Search the lines of the records for the word "thickest", and copy every line that has it.

** Opening Information shown block **

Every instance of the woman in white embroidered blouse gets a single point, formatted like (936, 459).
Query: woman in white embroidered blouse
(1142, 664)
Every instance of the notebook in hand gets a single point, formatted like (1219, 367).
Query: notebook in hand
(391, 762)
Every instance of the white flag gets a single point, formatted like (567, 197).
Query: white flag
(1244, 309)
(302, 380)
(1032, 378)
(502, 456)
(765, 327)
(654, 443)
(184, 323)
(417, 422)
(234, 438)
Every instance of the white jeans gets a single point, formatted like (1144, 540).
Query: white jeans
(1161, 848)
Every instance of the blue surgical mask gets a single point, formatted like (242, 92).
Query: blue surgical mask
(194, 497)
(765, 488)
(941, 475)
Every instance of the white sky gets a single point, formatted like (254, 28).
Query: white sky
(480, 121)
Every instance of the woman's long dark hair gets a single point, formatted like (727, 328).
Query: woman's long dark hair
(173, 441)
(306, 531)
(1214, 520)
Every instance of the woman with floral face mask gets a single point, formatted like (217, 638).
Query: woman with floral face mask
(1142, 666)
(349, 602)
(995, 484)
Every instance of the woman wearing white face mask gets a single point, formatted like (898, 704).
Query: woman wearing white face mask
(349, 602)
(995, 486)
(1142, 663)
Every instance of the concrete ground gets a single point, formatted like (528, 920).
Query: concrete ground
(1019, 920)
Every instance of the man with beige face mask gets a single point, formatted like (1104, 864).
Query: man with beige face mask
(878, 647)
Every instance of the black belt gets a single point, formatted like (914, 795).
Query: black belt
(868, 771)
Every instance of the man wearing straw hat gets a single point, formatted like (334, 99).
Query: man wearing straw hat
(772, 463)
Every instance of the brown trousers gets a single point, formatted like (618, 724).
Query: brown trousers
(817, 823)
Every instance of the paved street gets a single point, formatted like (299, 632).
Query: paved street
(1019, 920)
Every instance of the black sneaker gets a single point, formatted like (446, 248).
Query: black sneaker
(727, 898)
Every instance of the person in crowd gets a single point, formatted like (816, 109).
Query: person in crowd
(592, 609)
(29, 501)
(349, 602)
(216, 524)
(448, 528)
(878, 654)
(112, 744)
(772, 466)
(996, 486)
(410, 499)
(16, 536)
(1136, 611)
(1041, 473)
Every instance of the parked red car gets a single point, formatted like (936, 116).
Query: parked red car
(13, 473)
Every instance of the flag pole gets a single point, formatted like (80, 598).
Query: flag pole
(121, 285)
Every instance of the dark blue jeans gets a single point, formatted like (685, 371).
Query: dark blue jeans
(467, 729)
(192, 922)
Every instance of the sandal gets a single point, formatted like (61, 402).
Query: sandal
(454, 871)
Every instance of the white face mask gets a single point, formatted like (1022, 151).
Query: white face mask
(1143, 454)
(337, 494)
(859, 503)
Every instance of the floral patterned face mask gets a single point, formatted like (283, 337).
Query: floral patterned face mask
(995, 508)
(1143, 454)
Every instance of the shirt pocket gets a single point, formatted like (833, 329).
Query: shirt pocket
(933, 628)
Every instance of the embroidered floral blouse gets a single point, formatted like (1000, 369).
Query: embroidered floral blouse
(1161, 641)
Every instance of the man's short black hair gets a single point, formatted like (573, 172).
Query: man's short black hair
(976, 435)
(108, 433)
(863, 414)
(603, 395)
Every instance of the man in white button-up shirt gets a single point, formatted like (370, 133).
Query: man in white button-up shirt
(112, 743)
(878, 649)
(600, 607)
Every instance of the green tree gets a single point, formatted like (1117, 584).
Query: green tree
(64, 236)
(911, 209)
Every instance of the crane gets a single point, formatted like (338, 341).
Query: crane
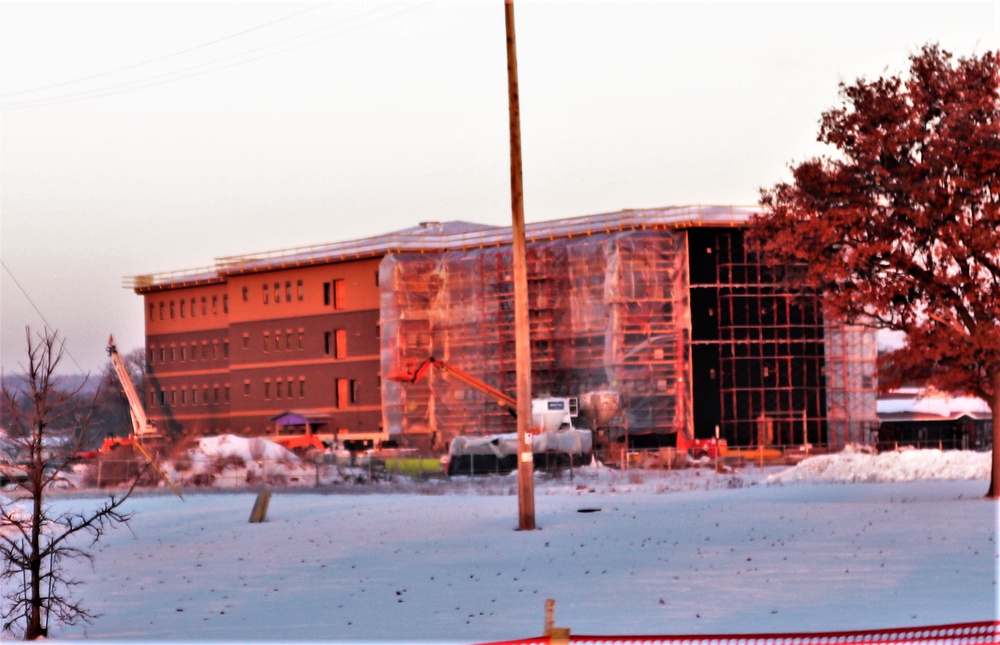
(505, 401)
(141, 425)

** Closing Information shown block **
** Opening Information shown block **

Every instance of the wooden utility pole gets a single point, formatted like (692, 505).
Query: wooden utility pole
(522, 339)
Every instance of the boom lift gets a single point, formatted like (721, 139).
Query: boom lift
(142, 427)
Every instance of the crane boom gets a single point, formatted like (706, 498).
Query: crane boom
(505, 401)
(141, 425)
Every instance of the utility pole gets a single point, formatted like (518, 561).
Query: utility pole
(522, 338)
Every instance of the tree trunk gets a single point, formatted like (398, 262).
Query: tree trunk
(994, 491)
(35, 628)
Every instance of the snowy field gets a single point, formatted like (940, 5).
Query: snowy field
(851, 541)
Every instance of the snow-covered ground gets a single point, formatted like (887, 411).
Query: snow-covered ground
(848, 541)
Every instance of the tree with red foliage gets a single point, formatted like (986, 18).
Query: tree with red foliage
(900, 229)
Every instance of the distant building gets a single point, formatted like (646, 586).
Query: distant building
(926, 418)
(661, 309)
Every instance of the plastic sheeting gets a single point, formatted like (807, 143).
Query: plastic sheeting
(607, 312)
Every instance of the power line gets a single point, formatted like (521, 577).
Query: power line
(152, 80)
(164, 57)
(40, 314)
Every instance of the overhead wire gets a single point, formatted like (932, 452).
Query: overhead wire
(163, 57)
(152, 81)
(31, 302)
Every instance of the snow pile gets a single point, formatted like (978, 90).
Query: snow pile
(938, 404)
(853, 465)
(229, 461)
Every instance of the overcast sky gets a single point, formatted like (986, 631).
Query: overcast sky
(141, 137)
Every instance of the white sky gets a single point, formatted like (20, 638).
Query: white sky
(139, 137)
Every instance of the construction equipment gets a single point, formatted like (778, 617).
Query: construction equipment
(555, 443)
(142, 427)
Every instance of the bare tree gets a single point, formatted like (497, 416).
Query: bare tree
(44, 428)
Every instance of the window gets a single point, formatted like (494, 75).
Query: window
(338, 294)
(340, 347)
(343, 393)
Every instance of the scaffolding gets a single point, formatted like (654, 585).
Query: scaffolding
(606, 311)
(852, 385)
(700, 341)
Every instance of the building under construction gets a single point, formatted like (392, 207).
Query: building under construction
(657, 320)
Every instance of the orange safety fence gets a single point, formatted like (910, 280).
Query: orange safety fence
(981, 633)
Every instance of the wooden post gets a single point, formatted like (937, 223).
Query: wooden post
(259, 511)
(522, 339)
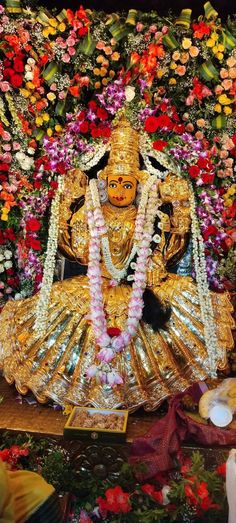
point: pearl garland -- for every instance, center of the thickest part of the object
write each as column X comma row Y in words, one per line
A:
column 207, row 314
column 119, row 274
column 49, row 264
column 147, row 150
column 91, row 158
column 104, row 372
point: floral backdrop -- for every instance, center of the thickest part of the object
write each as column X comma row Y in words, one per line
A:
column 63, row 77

** Closing Information shown block **

• [Written answer]
point: pearl garland -- for every instance, center of the thickest part of the object
point: floral backdrop -- for every instance, center of the thickest part of the object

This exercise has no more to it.